What to work on –
**a)** In the BMW double lock thread, rewrite the paragraph beginning "It's my understanding that all BMW's" as a shorter list that keeps its main facts.
**b)** List every username that appears as a poster in the BMW double lock thread.

Selected excerpt –

▼▼▼

# BMW "Double Lock" Feature



## usaret (Feb 8, 2012)

A good reason to keep an automatic center punch in our cars. I keep one in my center console. Hammers work too but they take up a lot of space.

http://abclocal.go.com/kfsn/story?section=news/local&id=9246862


----------



## Weaselboy (Jul 7, 2002)

It sounds like some sort of aftermarket device went haywire.



> Authorities say the car's doors did not malfunction and an anti-theft feature may be to blame.


----------



## HugH (Apr 26, 2006)

usaret said:


> A good reason to keep an automatic center punch in our cars. I keep one in my center console. Hammers work too but they take up a lot of space.
> 
> http://abclocal.go.com/kfsn/story?section=news/local&id=9246862


Here is Texas, must people I know keep fire arms in their cars. No problems getting out of a similar situation...


----------



## usaret (Feb 8, 2012)

Weaselboy said:


> It sounds like some sort of aftermarket device went haywire.


If you lock my X3 with the remote, or the key, the doors will not open from the inside.

It's my understanding that all BMW's are like this. Roll your drivers window all the way down, lock the car with the remote, reach in and see if the door will open from the inside. I'm curious if newer models still have this feature.


----------



## Dan_335i (Jun 26, 2013)

usaret said:


> If you lock my X3 with the remote, or the key, the doors will not open from the inside.

▲▲▲

Supplied information –
▼▼▼

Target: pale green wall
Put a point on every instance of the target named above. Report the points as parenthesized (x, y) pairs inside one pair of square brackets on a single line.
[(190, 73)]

▲▲▲

Worked answers –
**a)**
- All BMWs are believed to work this way.
- Test: lower the driver's window fully, lock the car with the remote, reach in, and try to open the door from the inside.
- Open question: do newer models still have this feature?

**b)**
- usaret
- Weaselboy
- HugH
- Dan_335i